**DIRECTIONS FOR THIS TASK**.
State how many lines in the material below contain the string "pier", matching case exactly, and give only that number.

___ DATA ENTRIES ___

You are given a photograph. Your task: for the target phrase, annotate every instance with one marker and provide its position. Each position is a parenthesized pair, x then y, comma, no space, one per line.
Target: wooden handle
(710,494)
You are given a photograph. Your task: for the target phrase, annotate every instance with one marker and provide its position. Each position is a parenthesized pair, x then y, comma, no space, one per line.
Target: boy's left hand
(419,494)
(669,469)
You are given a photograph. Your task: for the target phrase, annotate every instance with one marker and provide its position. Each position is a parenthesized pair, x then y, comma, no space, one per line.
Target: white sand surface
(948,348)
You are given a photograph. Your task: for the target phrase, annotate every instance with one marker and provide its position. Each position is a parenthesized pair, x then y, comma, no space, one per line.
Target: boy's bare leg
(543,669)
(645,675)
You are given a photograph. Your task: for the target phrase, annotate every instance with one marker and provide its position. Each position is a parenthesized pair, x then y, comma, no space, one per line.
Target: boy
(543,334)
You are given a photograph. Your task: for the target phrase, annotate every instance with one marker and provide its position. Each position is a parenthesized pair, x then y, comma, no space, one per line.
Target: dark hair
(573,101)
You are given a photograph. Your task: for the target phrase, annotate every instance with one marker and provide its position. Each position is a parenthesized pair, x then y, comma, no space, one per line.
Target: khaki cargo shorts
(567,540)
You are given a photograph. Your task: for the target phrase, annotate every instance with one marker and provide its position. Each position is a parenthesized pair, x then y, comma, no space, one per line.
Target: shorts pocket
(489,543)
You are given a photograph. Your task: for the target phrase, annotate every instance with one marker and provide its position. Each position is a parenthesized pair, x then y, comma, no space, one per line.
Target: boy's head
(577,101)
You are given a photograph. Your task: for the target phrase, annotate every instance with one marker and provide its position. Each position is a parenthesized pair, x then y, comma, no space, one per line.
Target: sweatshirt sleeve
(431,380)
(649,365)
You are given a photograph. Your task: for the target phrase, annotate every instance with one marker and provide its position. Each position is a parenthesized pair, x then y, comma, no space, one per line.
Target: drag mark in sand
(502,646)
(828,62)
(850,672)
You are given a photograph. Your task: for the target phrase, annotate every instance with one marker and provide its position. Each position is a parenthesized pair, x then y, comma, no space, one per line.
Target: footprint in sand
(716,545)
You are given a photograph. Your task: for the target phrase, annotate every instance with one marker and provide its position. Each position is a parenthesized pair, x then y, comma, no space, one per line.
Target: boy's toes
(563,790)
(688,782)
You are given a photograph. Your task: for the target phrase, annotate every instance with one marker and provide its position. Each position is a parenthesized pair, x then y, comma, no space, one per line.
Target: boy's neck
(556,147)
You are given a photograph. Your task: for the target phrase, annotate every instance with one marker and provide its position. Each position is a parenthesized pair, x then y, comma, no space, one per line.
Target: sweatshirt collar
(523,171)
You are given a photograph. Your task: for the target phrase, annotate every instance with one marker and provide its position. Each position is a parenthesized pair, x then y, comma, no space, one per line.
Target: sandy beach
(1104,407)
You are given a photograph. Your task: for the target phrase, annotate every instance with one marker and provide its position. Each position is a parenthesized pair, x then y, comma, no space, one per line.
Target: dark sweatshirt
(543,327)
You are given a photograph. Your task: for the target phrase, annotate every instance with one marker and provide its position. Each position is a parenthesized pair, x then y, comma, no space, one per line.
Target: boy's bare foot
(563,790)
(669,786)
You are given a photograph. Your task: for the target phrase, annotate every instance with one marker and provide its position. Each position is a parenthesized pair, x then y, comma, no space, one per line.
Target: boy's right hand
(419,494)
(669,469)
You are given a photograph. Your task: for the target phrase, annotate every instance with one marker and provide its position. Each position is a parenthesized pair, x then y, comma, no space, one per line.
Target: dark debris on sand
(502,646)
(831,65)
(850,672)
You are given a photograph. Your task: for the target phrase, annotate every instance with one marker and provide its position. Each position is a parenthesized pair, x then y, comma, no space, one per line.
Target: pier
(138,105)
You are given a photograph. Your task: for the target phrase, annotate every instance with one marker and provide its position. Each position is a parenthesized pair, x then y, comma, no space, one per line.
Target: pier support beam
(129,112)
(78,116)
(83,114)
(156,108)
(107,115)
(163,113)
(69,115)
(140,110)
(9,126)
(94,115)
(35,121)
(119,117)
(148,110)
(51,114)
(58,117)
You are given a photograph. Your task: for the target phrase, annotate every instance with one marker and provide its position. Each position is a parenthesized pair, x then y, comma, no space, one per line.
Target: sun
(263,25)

___

**ANSWER FOR THE TASK**.
2